--- Task ---
Can you render all of the records below as a JSON list of strings, one string per line, leaving out any blank lines?
Start of Input data
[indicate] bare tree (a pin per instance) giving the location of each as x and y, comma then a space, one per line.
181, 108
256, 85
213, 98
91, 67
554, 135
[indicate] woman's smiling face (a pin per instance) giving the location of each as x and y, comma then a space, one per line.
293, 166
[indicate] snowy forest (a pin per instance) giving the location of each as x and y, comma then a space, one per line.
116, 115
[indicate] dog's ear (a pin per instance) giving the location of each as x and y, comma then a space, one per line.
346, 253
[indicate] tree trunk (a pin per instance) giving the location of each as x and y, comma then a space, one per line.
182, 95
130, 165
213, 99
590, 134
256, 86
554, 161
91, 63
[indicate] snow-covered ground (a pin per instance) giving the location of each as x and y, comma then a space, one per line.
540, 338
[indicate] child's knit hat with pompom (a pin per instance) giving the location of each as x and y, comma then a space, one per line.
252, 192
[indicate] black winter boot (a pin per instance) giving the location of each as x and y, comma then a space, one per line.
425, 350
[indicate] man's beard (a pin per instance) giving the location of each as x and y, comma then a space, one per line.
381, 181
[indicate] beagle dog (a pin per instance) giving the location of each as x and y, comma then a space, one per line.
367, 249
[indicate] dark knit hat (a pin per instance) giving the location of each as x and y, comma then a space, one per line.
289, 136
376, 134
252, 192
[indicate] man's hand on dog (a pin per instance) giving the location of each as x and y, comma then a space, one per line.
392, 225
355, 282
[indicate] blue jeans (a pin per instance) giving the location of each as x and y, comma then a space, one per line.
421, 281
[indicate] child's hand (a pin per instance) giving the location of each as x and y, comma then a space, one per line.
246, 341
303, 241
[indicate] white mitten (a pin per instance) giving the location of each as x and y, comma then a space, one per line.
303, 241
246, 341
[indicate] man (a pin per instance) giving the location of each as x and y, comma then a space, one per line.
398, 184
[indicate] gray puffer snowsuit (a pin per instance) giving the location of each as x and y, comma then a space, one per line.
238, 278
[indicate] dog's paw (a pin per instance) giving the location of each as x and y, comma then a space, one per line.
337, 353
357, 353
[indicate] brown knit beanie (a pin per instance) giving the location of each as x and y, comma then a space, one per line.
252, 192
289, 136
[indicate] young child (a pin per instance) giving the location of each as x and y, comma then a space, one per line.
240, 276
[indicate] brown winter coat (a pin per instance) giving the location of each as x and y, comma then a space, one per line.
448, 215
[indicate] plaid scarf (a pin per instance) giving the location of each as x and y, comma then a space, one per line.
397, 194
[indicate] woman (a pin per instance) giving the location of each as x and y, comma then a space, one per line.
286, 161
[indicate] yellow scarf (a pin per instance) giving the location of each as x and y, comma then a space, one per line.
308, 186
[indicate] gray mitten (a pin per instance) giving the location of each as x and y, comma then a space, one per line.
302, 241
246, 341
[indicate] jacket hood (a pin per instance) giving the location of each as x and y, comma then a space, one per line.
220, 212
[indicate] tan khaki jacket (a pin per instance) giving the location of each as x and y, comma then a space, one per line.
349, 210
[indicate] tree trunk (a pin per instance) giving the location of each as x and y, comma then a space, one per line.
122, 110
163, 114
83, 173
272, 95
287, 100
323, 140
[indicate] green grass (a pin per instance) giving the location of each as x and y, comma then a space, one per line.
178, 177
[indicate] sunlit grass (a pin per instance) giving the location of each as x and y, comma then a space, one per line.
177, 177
End of Input data
--- Reply to the exercise ---
[
  "[indicate] bare tree (a pin per instance) giving the location of each as x and y, comma then a space, one per line.",
  "181, 108",
  "256, 85",
  "213, 98",
  "91, 67",
  "554, 135",
  "[indicate] woman's smiling face (a pin per instance) giving the location of each as x and y, comma then a space, one per line.",
  "293, 166",
  "[indicate] snowy forest (a pin per instance) giving the location of each as x and y, comma then a space, one per line.",
  "116, 115",
  "[indicate] dog's ear (a pin per instance) giving the location of each as x and y, comma then a space, one per line.",
  "346, 253",
  "[indicate] tree trunk (a pin per instance) giving the location of each as x and y, comma then a space, one per line.",
  "182, 95",
  "130, 165",
  "213, 99",
  "590, 134",
  "256, 86",
  "554, 161",
  "91, 63",
  "[indicate] snow-covered ground (a pin per instance) giving the location of each as x and y, comma then a space, one per line.",
  "540, 338",
  "[indicate] child's knit hat with pompom (a pin per instance) giving the location of each as x and y, comma then a space, one per line.",
  "252, 192",
  "[indicate] black winter boot (a pin per instance) giving the location of each as x and y, comma then a space, one per line.",
  "425, 350",
  "[indicate] man's beard (a pin per instance) giving the location of each as x and y, comma then a space, one per line.",
  "381, 181",
  "[indicate] beagle dog (a pin per instance) giving the location of each as x and y, comma then a space, one per line.",
  "367, 249",
  "[indicate] dark knit hat (a pin per instance) giving the location of each as x and y, comma then a space, one per line.",
  "289, 136",
  "376, 134",
  "252, 192",
  "[indicate] man's hand on dog (a pin per instance) giving the location of each as x and y, comma then a space, one per line.",
  "392, 225",
  "355, 282",
  "[indicate] blue jeans (a pin per instance) giving the location of each as x and y, comma then a space, one per line.",
  "421, 281",
  "[indicate] child's hand (a pin per instance) giving the location of each as x and y, comma then a space, one per line.",
  "246, 341",
  "303, 241",
  "[indicate] white mitten (a pin per instance) giving the location of each as x and y, comma then a space, one per line.",
  "303, 241",
  "246, 341",
  "[indicate] man (a pin per instance) giving the location of each as x and y, comma then a space, one per line.",
  "398, 184",
  "[indicate] gray puffer snowsuit (a pin per instance) giving the location of each as x and y, comma then a space, one per line.",
  "238, 278",
  "[indicate] dog's paw (a pin per instance) giving the location of each as x and y, comma then a space, one per line.",
  "337, 353",
  "357, 353",
  "[indicate] brown knit beanie (a pin per instance) giving the location of each as x and y, comma then a space, one per line.",
  "252, 192",
  "289, 136",
  "[indicate] young child (a pin per instance) giving the location of each as x and y, comma then a space, one per line.",
  "240, 276",
  "[indicate] brown winter coat (a pin per instance) giving the location of each as x and y, comma then a space, one per line.",
  "448, 215",
  "[indicate] plaid scarf (a pin per instance) giving the location of each as x and y, comma then a space, one per line.",
  "397, 194",
  "[indicate] woman (a pin per instance) giving the location of each as x and y, comma then a space, one per line.",
  "286, 161",
  "[indicate] yellow scarf (a pin per instance) giving the location of each as x and y, comma then a space, one per line.",
  "308, 186",
  "[indicate] gray mitten (a pin per instance) giving the location of each as x and y, comma then a space, one per line.",
  "302, 241",
  "246, 341",
  "[indicate] jacket hood (a pin per instance) giving the location of each as x and y, comma then a space, one per line.",
  "220, 212",
  "[indicate] tan khaki jacket (a pin per instance) giving the location of each as x and y, comma then a space, one per line.",
  "349, 210",
  "[indicate] tree trunk (a pin per instance) giving the location of each as x and y, comma then a space, one per line.",
  "122, 110",
  "163, 114",
  "83, 173",
  "272, 95",
  "287, 100",
  "323, 140",
  "[indicate] green grass (a pin per instance) giving the location of each as x and y, comma then a space, one per line.",
  "178, 177",
  "[indicate] sunlit grass (a pin per instance) giving the location of each as x and y, comma then a space, one per line.",
  "177, 177"
]